## TASK ITEM
Please write back every entry exactly, character for character.

## RECORDS FOR THIS TASK

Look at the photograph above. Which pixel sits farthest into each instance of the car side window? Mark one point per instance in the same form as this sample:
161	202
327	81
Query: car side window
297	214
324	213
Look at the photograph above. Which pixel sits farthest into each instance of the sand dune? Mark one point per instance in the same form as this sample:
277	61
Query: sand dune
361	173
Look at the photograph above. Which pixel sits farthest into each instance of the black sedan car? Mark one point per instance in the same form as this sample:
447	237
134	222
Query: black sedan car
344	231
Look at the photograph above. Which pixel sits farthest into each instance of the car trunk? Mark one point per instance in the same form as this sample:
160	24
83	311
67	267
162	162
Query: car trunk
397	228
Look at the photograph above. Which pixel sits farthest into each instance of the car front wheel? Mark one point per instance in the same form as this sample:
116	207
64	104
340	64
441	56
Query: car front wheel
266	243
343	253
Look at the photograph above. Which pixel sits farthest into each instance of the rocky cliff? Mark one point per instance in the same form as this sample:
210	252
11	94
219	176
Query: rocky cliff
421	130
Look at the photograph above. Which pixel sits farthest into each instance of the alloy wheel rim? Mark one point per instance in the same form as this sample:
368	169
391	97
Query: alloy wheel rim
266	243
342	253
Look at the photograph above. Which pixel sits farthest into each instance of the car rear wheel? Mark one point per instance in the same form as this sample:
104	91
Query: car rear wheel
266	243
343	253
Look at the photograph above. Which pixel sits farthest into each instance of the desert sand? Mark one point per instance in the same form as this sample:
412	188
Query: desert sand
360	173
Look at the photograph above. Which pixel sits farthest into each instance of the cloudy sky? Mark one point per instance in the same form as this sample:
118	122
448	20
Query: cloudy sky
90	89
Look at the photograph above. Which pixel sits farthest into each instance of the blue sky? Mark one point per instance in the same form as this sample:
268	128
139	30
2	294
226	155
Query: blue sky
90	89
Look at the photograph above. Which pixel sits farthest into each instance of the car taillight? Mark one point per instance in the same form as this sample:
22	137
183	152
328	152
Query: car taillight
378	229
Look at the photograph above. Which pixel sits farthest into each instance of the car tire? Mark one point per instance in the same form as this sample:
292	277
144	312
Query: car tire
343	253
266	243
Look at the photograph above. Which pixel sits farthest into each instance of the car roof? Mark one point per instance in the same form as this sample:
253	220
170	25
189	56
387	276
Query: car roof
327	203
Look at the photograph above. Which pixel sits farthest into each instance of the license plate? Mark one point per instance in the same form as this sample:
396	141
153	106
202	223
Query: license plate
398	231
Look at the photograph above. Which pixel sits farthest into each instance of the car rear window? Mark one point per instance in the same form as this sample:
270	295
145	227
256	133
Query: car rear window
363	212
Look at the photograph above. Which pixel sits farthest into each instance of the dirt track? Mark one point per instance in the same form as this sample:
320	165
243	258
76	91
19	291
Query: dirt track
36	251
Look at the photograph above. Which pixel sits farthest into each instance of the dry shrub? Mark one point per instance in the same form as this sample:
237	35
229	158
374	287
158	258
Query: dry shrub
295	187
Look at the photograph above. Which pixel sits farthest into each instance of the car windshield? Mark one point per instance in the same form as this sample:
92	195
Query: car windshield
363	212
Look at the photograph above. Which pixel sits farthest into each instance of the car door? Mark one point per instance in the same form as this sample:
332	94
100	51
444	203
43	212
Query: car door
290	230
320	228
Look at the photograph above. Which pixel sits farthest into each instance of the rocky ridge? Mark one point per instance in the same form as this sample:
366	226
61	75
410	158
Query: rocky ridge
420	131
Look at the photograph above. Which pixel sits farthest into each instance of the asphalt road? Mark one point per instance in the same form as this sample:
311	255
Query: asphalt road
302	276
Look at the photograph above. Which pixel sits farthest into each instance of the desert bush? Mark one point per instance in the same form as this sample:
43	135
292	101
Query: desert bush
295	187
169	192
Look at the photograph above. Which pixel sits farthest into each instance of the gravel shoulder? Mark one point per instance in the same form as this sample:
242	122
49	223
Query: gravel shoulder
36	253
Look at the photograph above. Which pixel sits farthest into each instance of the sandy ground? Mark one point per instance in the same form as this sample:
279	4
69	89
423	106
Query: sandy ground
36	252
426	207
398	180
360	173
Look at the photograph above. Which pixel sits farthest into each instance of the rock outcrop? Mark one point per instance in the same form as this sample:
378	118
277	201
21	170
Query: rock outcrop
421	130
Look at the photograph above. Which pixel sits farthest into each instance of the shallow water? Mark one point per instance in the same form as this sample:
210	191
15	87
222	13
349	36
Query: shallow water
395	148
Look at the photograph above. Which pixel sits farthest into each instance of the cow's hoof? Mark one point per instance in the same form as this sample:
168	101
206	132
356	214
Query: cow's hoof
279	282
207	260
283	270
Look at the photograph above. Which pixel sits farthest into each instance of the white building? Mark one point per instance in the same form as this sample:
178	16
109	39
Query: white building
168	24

## SOLUTION FOR THIS TASK
Look at the photograph above. Which pixel sits farthest into each instance of the car side window? Mark one point per instance in the same form as this sample:
161	202
327	81
Query: car side window
297	214
324	213
Look at the photograph above. Which pixel sits farthest into each instance of the sand dune? Mark one point per instance in the same form as this sample:
277	61
Query: sand dune
361	173
Look at the photograph above. Which pixel sits farthest into each instance of the black sedan car? Mark one point per instance in the same form as this sample:
447	237
134	222
Query: black sedan car
344	231
Look at the photograph above. Which pixel sits farthest into each instance of the car trunk? Mark one point per instance in the same form as this sample:
160	24
83	311
67	267
162	162
Query: car trunk
397	228
Look at the photograph above. Which pixel sits farthest into each instance of the car front wheel? Mark one point per instance in the same form as this sample:
116	207
64	104
340	64
441	56
Query: car front wheel
266	243
343	253
Look at the photograph above. Which pixel sits farthest into each instance of the rocky cliff? Mark one point per instance in the same form as this sample:
210	252
11	94
219	176
Query: rocky cliff
421	130
Look at the photograph above. Which pixel sits farthest into each instance of the alloy wheel rim? Mark one point per instance in the same form as this sample:
368	169
391	97
Query: alloy wheel rim
266	243
342	253
Look at the photograph above. Which pixel sits farthest into each instance of the car rear wheel? Mark one point per instance in the same form as this sample:
104	91
Query: car rear wheel
266	243
343	253
Look at the photograph above. Which pixel sits farthest into each instance of the desert sand? Mark one point per instance in the same form as this sample:
412	188
Query: desert sand
360	173
Look at the photograph above. Which pixel sits farthest into each instance of the cloudy sky? Mark one point per instance in the same form as this sample:
118	122
448	20
Query: cloudy sky
90	89
Look at the photograph above. Which pixel sits farthest into each instance of the blue sky? Mark one point per instance in the same form as this sample:
268	128
139	30
2	294
226	155
Query: blue sky
90	89
Look at the photograph above. Which pixel sits farthest into each instance of the car taillight? Mark one point per instance in the same form as this sample:
22	137
183	152
328	152
Query: car taillight
378	229
Look at the photograph above. Which pixel sits farthest into each instance of the car tire? Mark one point per instance in the same form as this sample:
292	277
144	312
Query: car tire
343	253
266	243
Look at the photograph above. Which pixel sits farthest into each instance of the car roof? Mark one point per instance in the same form as this sample:
253	220
170	25
189	56
387	276
Query: car roof
327	203
Look at the photograph above. Which pixel sits farthest into each instance of the license plate? Mark one point per instance in the same form as this sample:
396	141
153	106
202	223
Query: license plate
398	231
Look at the photograph above. Which pixel sits farthest into each instance of the car rear window? Mark one point per instance in the same form as this sample:
270	295
145	227
256	133
Query: car rear window
363	212
Look at the photograph above. Which pixel sits farthest into each instance of the dirt track? Mark one point per instance in the same form as this sample:
320	165
243	258
76	91
19	291
Query: dirt track
36	251
Look at the photograph above. Which pixel sits farthest into each instance of the dry shrub? Mark one point per instance in the same form as this sample:
237	35
229	158
374	287
158	258
Query: dry shrub
295	187
Look at the photograph above. Which pixel sits farthest into each instance of the car windshield? Mark one point per instance in the same form as this sample:
92	195
Query: car windshield
363	212
Look at the photograph above. Which pixel sits farthest into each instance of the car door? Mark one point per instance in the same form as this sample:
332	94
100	51
444	203
43	212
Query: car door
290	230
320	228
Look at the photograph above. Which pixel sits farthest into each instance of the rocky ridge? Mark one point per instance in the same form as this sample:
366	226
61	75
410	158
Query: rocky ridge
420	131
Look at the photograph above. Which pixel sits farthest into each instance of the asphalt road? Mark one point per instance in the same form as this sample:
311	255
Query: asphalt road
302	276
Look at the photograph above. Which pixel sits farthest into each instance of the desert bush? Mark one point per instance in the same form as this sample:
43	135
292	101
Query: desert bush
295	187
169	192
Look at the photograph above. Which pixel sits farthest into each instance of the gravel shoulder? Mark one point per instance in the same form as this sample:
242	122
49	223
Query: gravel shoulder
36	253
Look at the photograph above. Which pixel sits farthest into each instance of the sandy ground? Mark one point per instance in the same form as this sample:
279	4
69	89
423	106
Query: sandy ground
36	252
426	207
398	180
360	173
Look at the photograph above. Which pixel sits farthest into each instance of the rock outcrop? Mark one point per instance in the same form as this sample:
378	118
277	201
21	170
Query: rock outcrop
421	130
Look at the photograph above. Which pixel sits farthest into each instance of the shallow water? Mark one point per instance in the same form as this sample:
210	191
15	87
222	13
349	36
Query: shallow water
395	148
Look at the photograph above. Which pixel sits farthest into each instance of the cow's hoof? Mark one point per instance in the same form as this sample:
168	101
206	132
356	214
Query: cow's hoof
279	282
207	260
283	270
Look at the photograph above. Which pixel sits farthest into each instance of the white building? Mark one point per instance in the same form as this sample:
178	16
109	39
Query: white building
168	24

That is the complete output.